* **What to work on**
Print the listing below line for line, without any changes, and leave out the pictures.

* **Source material**
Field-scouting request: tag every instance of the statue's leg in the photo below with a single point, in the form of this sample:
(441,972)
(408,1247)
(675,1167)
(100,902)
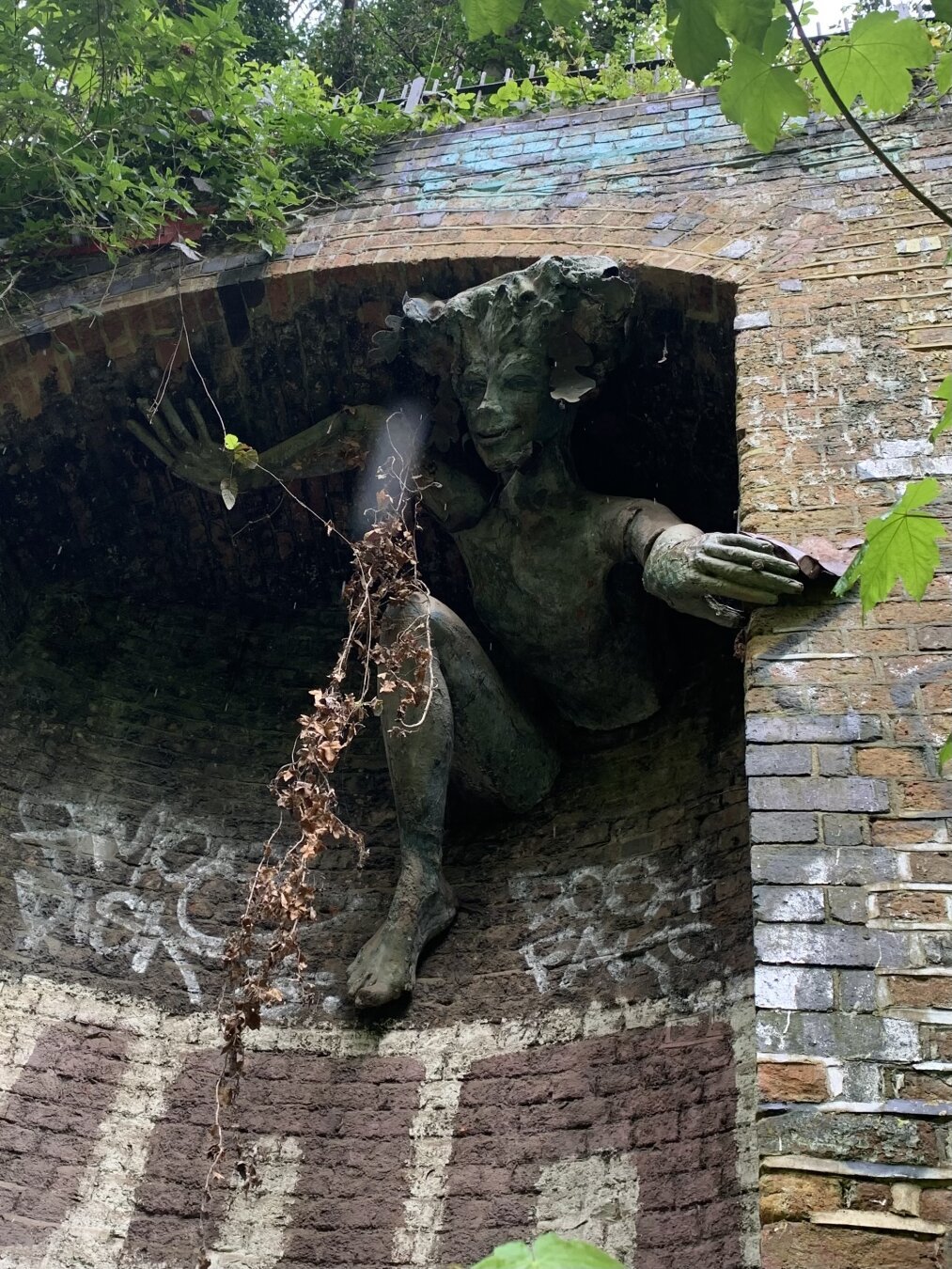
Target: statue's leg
(473,725)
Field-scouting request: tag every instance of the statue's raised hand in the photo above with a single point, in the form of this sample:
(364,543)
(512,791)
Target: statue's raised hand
(695,572)
(195,457)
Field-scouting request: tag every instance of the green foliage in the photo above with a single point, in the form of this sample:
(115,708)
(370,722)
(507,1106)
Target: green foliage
(944,392)
(549,1251)
(120,117)
(900,546)
(760,95)
(383,43)
(873,62)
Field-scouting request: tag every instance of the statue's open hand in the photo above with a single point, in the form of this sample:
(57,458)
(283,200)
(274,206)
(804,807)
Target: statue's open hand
(739,566)
(195,459)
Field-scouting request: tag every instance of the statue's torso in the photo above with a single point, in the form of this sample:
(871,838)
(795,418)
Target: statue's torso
(539,579)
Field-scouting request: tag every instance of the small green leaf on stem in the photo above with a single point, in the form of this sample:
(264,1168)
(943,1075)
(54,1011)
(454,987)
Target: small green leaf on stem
(900,546)
(944,392)
(491,17)
(873,62)
(698,43)
(759,97)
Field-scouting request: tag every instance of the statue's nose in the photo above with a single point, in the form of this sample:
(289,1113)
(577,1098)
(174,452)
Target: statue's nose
(489,413)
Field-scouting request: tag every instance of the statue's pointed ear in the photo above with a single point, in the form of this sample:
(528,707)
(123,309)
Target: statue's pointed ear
(423,307)
(428,334)
(384,344)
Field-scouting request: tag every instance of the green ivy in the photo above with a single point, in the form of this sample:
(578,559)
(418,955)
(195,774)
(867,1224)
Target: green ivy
(120,117)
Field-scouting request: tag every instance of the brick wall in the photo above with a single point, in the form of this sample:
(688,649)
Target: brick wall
(843,323)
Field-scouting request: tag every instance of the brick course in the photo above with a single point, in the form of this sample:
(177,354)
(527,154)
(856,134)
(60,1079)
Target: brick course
(843,323)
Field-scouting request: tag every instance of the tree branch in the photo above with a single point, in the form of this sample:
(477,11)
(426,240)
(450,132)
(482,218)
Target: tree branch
(857,126)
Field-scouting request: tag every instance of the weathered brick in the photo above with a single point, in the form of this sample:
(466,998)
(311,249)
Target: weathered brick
(792,1081)
(792,987)
(796,793)
(800,1246)
(846,1037)
(913,905)
(819,866)
(843,830)
(793,1196)
(919,992)
(857,990)
(890,761)
(833,760)
(778,760)
(797,826)
(820,728)
(788,903)
(832,945)
(840,1135)
(847,903)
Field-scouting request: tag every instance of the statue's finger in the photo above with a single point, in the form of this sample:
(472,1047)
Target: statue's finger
(176,424)
(753,558)
(742,540)
(742,575)
(745,594)
(201,425)
(148,441)
(156,425)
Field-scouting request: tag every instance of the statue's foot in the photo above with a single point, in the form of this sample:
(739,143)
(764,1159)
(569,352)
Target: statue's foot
(386,964)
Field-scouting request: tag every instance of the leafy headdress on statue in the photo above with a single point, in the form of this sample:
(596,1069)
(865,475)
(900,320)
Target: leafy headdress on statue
(568,312)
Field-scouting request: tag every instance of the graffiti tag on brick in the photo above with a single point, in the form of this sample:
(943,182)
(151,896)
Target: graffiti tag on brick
(609,920)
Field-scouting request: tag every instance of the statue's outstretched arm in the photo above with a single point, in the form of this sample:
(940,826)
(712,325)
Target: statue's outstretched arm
(698,572)
(336,443)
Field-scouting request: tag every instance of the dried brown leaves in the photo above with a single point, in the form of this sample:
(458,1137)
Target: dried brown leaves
(282,896)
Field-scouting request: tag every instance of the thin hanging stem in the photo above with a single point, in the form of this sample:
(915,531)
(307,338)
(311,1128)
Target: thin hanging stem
(857,126)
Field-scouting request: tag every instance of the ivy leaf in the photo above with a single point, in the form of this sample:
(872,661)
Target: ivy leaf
(900,546)
(748,21)
(775,39)
(563,13)
(873,62)
(246,457)
(491,17)
(549,1251)
(944,392)
(188,251)
(698,43)
(759,97)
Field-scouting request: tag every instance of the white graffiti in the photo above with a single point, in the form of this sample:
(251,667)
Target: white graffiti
(594,1199)
(601,919)
(86,847)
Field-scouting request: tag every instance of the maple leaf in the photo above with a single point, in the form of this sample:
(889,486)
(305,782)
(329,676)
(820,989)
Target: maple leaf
(759,97)
(900,546)
(873,61)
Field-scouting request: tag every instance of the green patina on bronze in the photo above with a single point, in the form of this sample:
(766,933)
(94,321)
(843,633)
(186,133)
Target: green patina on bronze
(518,354)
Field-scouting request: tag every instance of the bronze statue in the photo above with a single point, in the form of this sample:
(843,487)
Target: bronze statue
(520,352)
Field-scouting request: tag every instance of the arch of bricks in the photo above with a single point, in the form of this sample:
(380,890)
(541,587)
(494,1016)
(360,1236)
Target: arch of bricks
(616,1038)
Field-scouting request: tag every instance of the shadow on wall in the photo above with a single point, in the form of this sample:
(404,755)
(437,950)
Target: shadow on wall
(553,1066)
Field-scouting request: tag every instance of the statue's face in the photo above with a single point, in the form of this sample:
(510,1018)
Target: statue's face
(504,395)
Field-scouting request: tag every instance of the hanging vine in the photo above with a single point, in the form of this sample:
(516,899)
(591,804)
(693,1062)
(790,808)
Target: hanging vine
(281,896)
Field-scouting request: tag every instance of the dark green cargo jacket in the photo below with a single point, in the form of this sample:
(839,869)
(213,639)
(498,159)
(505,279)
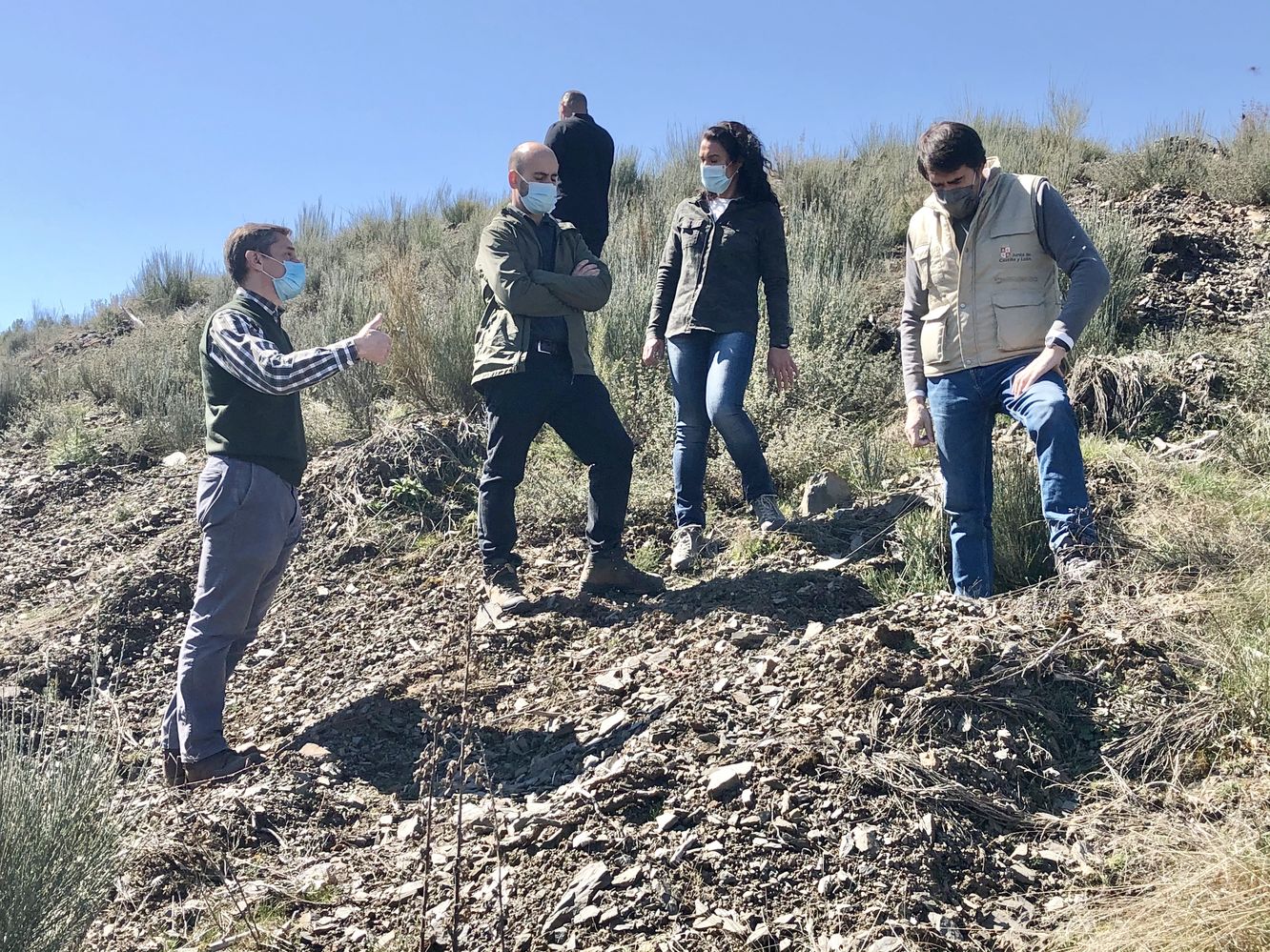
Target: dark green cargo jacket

* **Response to this task**
Field-scouting request: tag every instance of the statue's leg in the photo below with a single point, in the form of this sample:
(441,972)
(408,1247)
(675,1167)
(100,902)
Target: statue's leg
(473,725)
Field-scouting request: tag every instance of the statue's raised hand in the photo above with a single point, in the form of this sample:
(364,543)
(512,791)
Target: statue's raised hand
(695,572)
(195,457)
Field-scouting request: tag every instance of the green foliage in the photo above with a single point, in the form of this sample:
(115,708)
(370,722)
(507,1106)
Target: green foliage
(944,392)
(549,1251)
(120,117)
(900,546)
(760,95)
(383,43)
(873,62)
Field-scouting request: tag every instance of the statue's open hand in the photo above with a single point, in the form of this sample:
(57,458)
(283,200)
(274,206)
(804,807)
Target: statue's open hand
(739,566)
(195,459)
Field-scouting request: tag every instance of the statue's torso in the photo above with a single point, in the form of this sample:
(871,838)
(795,418)
Target: statue's torso
(539,579)
Field-scouting request: tag every instance of the small green leaf on stem in the photo above with a single point, in the form of this sample:
(264,1168)
(943,1075)
(54,1011)
(454,987)
Target: small green leaf on stem
(900,546)
(944,392)
(491,17)
(873,62)
(698,43)
(759,97)
Field-scouting request: tag every instance of the statue's nose in the photo above with a single point, in the form of this sample:
(289,1113)
(577,1098)
(174,452)
Target: statue's nose
(489,413)
Field-scouting request: tag every instance of the statue's pointed ear in the photo above with a single point, in the form of this sample:
(528,707)
(123,309)
Target: statue's pointed ear
(423,307)
(428,334)
(384,344)
Field-scouting request: tag every instance of the green ivy in the photo above with a single point, in the form of this sample:
(578,559)
(418,955)
(195,774)
(867,1224)
Target: green ivy
(120,117)
Field-scouting request: tag every instance of the brick wall in the photo above with a single point, in the form of this sample:
(688,649)
Target: brick wall
(843,323)
Field-scouting request: tag every instance of the brick course in the photo above with a single point, in the form of this sample:
(177,354)
(527,154)
(856,134)
(60,1079)
Target: brick course
(843,323)
Field-scouting request: tag every instance of the tree branch in the photo above with a single point, in the form of this sample:
(477,11)
(426,240)
(450,132)
(482,218)
Target: tree branch
(857,126)
Field-scouting request: tag every instance of the weathered brick in the photo above with a single point, in the form of this sample:
(466,998)
(311,249)
Target: weathered brick
(792,1081)
(792,987)
(796,793)
(800,1246)
(846,1037)
(913,905)
(819,866)
(843,830)
(793,1196)
(919,992)
(857,990)
(890,761)
(833,760)
(778,760)
(797,826)
(820,728)
(788,903)
(832,945)
(840,1135)
(847,903)
Field-scouting request: tag every instance of the statue's finger in the photo above with a single point, in the form of this sample:
(472,1047)
Target: statue's finger
(176,424)
(753,558)
(742,540)
(742,575)
(745,594)
(201,425)
(148,441)
(156,425)
Field-scouting request: tag every instance of the statue's foot in the photo above with a single point, in the form of this sample:
(739,143)
(764,1159)
(569,352)
Target: statue's foot
(386,964)
Field-scouting request: tag every instance of the leafy headdress on statue in the photo above with a single point, in the form of this sample:
(596,1069)
(865,475)
(900,320)
Target: leafy headdress on statue
(568,312)
Field-scouting request: tag every instance of the graffiti tag on brick in the photo above with a single point, in the form of this sample:
(943,182)
(151,896)
Target: graffiti tag on brick
(609,920)
Field-scouting request: tag every instance of the statue's outstretched arm in the photo above with a single point, in the form of this sample:
(940,826)
(712,325)
Target: statue's outstretched arm
(698,572)
(336,443)
Field-scouting request: tag every instance of the dried brown leaves in the photo above with a single point, in the form of this sample:
(458,1137)
Target: dried brown leaves
(282,896)
Field-scouting request: tag every instance of the thin hanging stem in the photo above with a single point, in the form of this sample:
(915,531)
(307,338)
(311,1128)
Target: thin hanging stem
(857,126)
Field-scouting request: tag every instance of the ivy leaf in the photo above with a single point, in the form of this sample:
(872,661)
Target: ivy leaf
(900,546)
(748,21)
(775,39)
(563,13)
(873,62)
(246,457)
(491,17)
(549,1251)
(944,392)
(188,251)
(698,43)
(759,97)
Field-scouting request: tag every instance of the white graffiti in the photo above with a single point, in the form of this sample:
(251,667)
Target: white graffiti
(594,1199)
(601,919)
(86,847)
Field-scouting request: tag every instance of the maple leaf in the photo above with a single point, in the form of this sample:
(889,486)
(305,782)
(329,676)
(820,989)
Target: maple leaf
(759,97)
(900,546)
(873,61)
Field-scouting request: tag every instance of the green patina on bronze in the photo above with a single point, in the form of this sample:
(766,933)
(94,321)
(843,633)
(186,133)
Target: green patina on bronze
(518,354)
Field-scouting request: tag every instance of the bronze statue in the photo above with a single point, in the form of this sample:
(843,487)
Target: bronze statue
(520,352)
Field-scouting request: tag every instance of the arch of bricks in the photo above with a single point, in the form of this sample:
(380,890)
(541,587)
(494,1016)
(360,1236)
Target: arch of bricks
(616,1038)
Field-scouting request: tag every instance of the shadow on wall in the photo above with a single point, in the form of this sample:
(404,755)
(437,950)
Target: shadow on wall
(553,1066)
Field-scouting request: tag every instance of the statue's face in the photo above with a single point, in the form of this sample:
(510,1018)
Target: statue's face
(504,395)
Field-scouting request: tag every instance of the hanging vine in the photo above with a single point, in the form of this sample:
(516,899)
(591,804)
(693,1062)
(790,808)
Target: hanging vine
(281,896)
Field-scouting request: tag every instance of the dark green cargo jacket in the photo below with a single point, in the form of this sample:
(839,869)
(213,639)
(498,159)
(505,279)
Target: dark green cargo jacket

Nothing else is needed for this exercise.